[Point-per-instance localization data]
.....

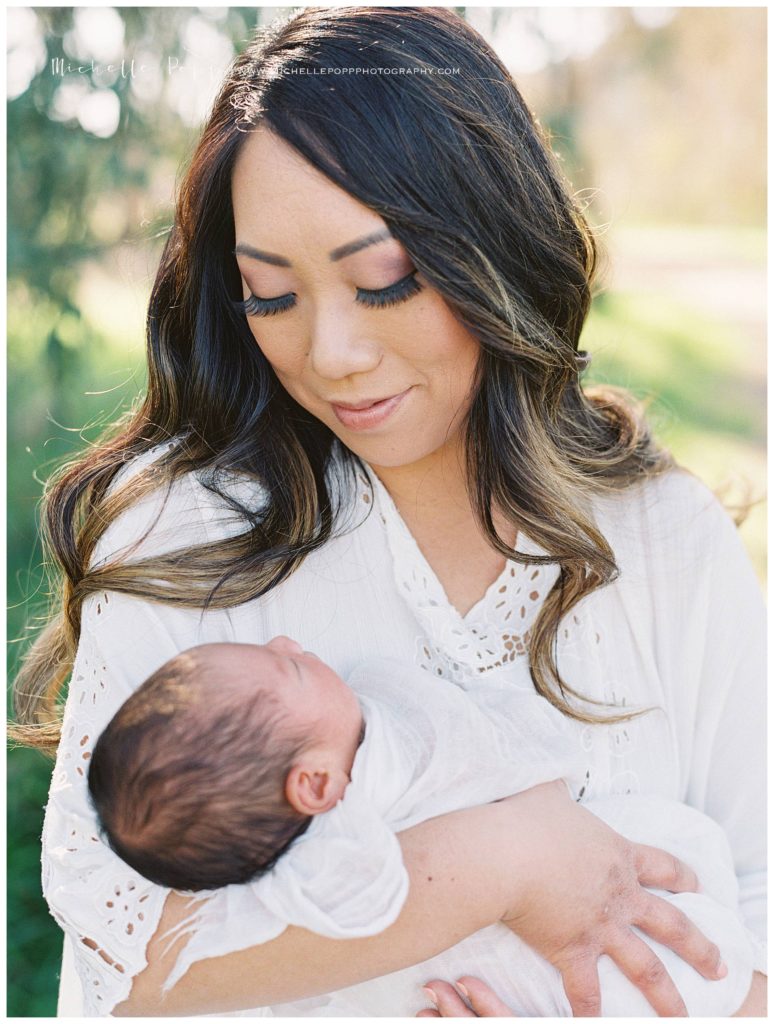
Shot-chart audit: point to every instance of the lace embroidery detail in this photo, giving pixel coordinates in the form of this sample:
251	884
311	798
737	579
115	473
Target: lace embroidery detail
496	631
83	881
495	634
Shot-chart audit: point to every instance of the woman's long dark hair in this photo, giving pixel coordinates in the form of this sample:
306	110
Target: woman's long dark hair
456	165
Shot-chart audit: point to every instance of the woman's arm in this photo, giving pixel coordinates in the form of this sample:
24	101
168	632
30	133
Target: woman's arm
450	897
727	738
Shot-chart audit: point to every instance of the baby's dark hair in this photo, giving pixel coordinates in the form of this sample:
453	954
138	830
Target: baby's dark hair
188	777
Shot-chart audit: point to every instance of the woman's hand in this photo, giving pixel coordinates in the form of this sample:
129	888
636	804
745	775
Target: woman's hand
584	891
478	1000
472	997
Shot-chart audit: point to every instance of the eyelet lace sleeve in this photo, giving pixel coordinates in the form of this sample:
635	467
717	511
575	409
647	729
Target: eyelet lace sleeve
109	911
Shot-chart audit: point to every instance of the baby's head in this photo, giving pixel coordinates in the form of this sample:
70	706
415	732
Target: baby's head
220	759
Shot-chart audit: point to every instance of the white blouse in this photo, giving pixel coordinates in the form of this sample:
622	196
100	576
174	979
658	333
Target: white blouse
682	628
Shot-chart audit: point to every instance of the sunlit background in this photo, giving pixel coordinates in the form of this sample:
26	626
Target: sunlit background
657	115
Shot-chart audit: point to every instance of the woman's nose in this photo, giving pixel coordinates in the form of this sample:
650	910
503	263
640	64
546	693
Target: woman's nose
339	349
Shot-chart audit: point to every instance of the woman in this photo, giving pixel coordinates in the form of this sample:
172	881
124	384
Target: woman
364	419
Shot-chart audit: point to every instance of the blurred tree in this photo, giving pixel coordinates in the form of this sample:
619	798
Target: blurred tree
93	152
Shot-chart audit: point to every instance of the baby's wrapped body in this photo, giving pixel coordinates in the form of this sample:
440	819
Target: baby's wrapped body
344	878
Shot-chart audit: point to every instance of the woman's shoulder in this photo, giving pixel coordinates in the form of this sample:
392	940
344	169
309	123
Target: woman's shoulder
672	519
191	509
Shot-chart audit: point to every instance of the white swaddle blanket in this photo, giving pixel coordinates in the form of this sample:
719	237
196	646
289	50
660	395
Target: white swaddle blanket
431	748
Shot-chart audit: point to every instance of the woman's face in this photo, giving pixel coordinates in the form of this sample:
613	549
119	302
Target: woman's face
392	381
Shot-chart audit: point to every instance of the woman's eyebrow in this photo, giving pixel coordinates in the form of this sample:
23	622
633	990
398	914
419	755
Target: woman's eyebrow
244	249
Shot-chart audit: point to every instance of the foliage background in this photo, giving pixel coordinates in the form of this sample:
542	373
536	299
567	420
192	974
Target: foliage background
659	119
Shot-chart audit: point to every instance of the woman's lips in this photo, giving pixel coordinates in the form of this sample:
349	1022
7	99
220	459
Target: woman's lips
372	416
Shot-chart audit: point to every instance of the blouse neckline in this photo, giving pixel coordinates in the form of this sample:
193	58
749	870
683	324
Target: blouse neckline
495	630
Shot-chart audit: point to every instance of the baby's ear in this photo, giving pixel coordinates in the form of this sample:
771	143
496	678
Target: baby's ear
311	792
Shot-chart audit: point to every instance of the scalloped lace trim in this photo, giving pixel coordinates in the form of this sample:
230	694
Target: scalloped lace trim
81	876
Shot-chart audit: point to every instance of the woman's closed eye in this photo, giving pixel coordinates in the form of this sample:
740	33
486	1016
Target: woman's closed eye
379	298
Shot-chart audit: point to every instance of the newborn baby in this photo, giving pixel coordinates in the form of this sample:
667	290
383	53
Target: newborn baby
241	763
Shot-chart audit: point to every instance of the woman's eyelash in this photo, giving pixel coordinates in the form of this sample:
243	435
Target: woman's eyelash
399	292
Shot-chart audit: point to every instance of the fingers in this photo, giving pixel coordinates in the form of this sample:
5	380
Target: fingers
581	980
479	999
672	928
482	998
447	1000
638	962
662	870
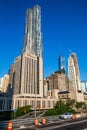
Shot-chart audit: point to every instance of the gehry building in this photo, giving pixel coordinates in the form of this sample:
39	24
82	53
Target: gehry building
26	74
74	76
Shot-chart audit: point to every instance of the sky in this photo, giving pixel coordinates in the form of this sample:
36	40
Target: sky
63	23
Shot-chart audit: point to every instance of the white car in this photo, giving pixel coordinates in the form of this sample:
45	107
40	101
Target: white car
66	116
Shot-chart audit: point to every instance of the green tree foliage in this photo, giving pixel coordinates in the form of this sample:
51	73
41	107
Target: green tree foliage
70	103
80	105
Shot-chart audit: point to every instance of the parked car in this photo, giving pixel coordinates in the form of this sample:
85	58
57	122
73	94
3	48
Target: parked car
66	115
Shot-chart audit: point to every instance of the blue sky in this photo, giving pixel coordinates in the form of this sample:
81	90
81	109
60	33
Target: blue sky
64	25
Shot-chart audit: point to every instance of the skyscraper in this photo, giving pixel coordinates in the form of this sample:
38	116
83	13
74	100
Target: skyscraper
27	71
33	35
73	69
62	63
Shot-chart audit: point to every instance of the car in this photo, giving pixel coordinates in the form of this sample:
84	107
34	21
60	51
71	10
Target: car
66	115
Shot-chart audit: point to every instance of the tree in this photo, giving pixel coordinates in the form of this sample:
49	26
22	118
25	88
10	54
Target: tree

.....

Output each entry verbatim; none of the pictures should be included.

Shot-chart audit: point to every instance of the lace embroidery detail in this photo, giving pixel coordinates in the form of this sample:
251	884
311	798
737	579
115	473
Target: lace embroidery detail
496	631
83	881
495	634
Shot-chart audit: point to every instance of the woman's long dark hair in this photo, giving pixel coordinates in the form of this sample:
306	110
Target: woman's long dark hair
456	165
Shot-chart audit: point to every instance of the woman's arm in this photo, giving pixel coordinates in the form of this sample:
24	101
168	632
30	133
Target: woman's arm
450	897
727	738
Shot-chart audit: point to every instance of the baby's dark hair in this photo, giving pixel coordinates in the form of this sample:
453	954
138	830
Target: baby's dark hair
188	777
Shot-chart audit: point to every instance of the woman's hand in this photo, giving pixel coordinates in the form of this sample:
129	888
636	804
745	775
Target: woman's hand
584	891
478	1000
472	997
Shot-chart audit: point to every instance of the eyelet lace sleeve in this photo, giving pixel coordinates in the form of this sample:
635	467
717	511
575	409
647	729
Target: eyelet lace sleeve
109	911
Shot-chart audit: point to every instance of the baby's head in this photo, giving pixel coordinates in the form of this sample:
70	706
415	732
Target: baby's head
220	759
Shot-chart audit: point to every instance of the white blouse in this photo, giving pixel coordinates in the form of this sample:
622	196
100	576
174	979
658	333
Target: white blouse
682	628
Shot-chart audit: point to every instance of the sunlit background in this photo, giving pixel coordinates in the form of this sample:
26	626
Target: sunlit background
657	115
Shot-chart audit: point to every instance of the woman's nose in this photo, giving pixel coordinates in the form of this sample:
650	910
503	263
640	64
546	693
Target: woman's nose
339	349
Shot-chart audit: point to every instance of the woman in this photo, giving pixel coordinates in the form of this sample:
172	881
124	384
Target: woman
364	419
Shot-chart audit: point to every instance of the blurred tree in this photo, giving pixel coordinates in the form of this sample:
619	798
Target: blurred tree
93	152
Shot-chart audit: point to every instance of the baby's wrapped body in this photo, giving pixel coordinates in the form of this sample:
440	819
Target: baby's wrapped body
344	878
Shot-chart audit: point to every instance of the woman's shoulder in this photo, giving pixel coordinates in the form of this sample:
392	940
344	169
309	123
Target: woman's shoulder
672	519
191	509
Shot-chart audit: point to every instance of the white swaddle blanket in this photo, giving pixel coordinates in the form of this sample:
719	237
196	646
289	50
660	395
Target: white swaddle blanket
431	748
Shot-chart audit: point to every instance of the woman's face in this photo, giving pixel coordinates in the form of this sample:
613	549
119	302
Target: woman's face
392	381
Shot-chart audit: point to every instance of the woman's eyebrow in this photo, giving pixel coordinates in the form of this sample:
23	622
633	990
398	914
419	755
Target: woman's eyebrow
244	249
Shot-chart audit: point to every instance of the foliage background in this photo, giving pixel coordinates in the form of this sample:
542	373
536	299
567	420
192	974
Target: foliage background
659	119
Shot-chart audit: point to every instance of the woman's lips in this photo, giving pixel coordinates in the form of this sample:
349	1022
7	99
220	459
Target: woman's lips
372	416
Shot-chart audit: point to every instance of the blouse neckline in this photo, giving pixel coordinates in the form of this sample:
193	58
749	870
683	324
Target: blouse neckline
495	630
Shot-chart audit: point to every instance of the baby's ear in this photo, giving pixel coordinates in the form of this sample:
771	143
496	678
Target: baby's ear
311	792
Shot-chart audit: point to every instance of the scalloped lace trim in this photo, giving pixel coordinates in the form of this sample:
230	694
Target: scalloped lace trim
81	876
Shot-chart audit: point to every instance of the woman's closed eye in this photo, giving pixel coordinates in the form of this sample:
740	33
486	1016
Target: woman's closed eye
379	298
Shot-chart audit: point to every instance of the newborn baby in this photo, giving pixel coordinates in the form of this sample:
667	290
383	53
Target: newborn baby
241	763
Shot-chart audit: point to every instance of the woman's eyelash in this photo, giving pixel coordinates in the form of this sample:
243	435
Target: woman's eyelash
399	292
Shot-chart audit: point to every instance of the fingers in this photo, giving pixel coordinates in the form of this sample:
5	380
Target: fingers
581	980
479	999
672	928
482	998
447	1000
638	962
662	870
Shot-chart audit: point to every instance of the gehry building in this photo, giving pixel coordinates in the form of this sample:
39	24
82	53
Target: gehry building
26	74
74	76
Shot-chart audit: point to every instance of the sky in this photo, giving pixel coordinates in the form of this sample:
36	40
Target: sky
63	23
Shot-chart audit: point to every instance of the white car in this photo, giving pixel coordinates in the form of this sample:
45	107
40	101
Target: white car
66	116
Shot-chart audit: point to every instance of the green tree foliage in this photo, giving pixel coordinates in the form of this sample:
51	73
41	107
Target: green tree foliage
70	103
80	105
Shot-chart audit: point to every instance of the parked car in this photo, giving pixel coordinates in the form of this sample:
85	58
57	122
73	94
3	48
Target: parked car
66	115
Shot-chart audit: point to every instance of the blue sky in this photo, giving pixel coordinates in the form of this sample:
81	90
81	109
60	33
Target: blue sky
64	25
Shot-chart audit: point to every instance of the skyscraper in this photo, giving pixel coordinates in the form of this sample:
38	116
83	13
74	100
Target: skyscraper
27	71
33	35
73	69
62	63
Shot-chart audit: point to every instance of the car in this photo, giving pixel coordinates in the form of this sample:
84	107
34	21
60	51
71	10
Target: car
66	115
Shot-chart audit: point to every instance of the tree in this photo, giving pixel coordinates in the form of this sample:
49	26
22	118
25	88
10	54
Target: tree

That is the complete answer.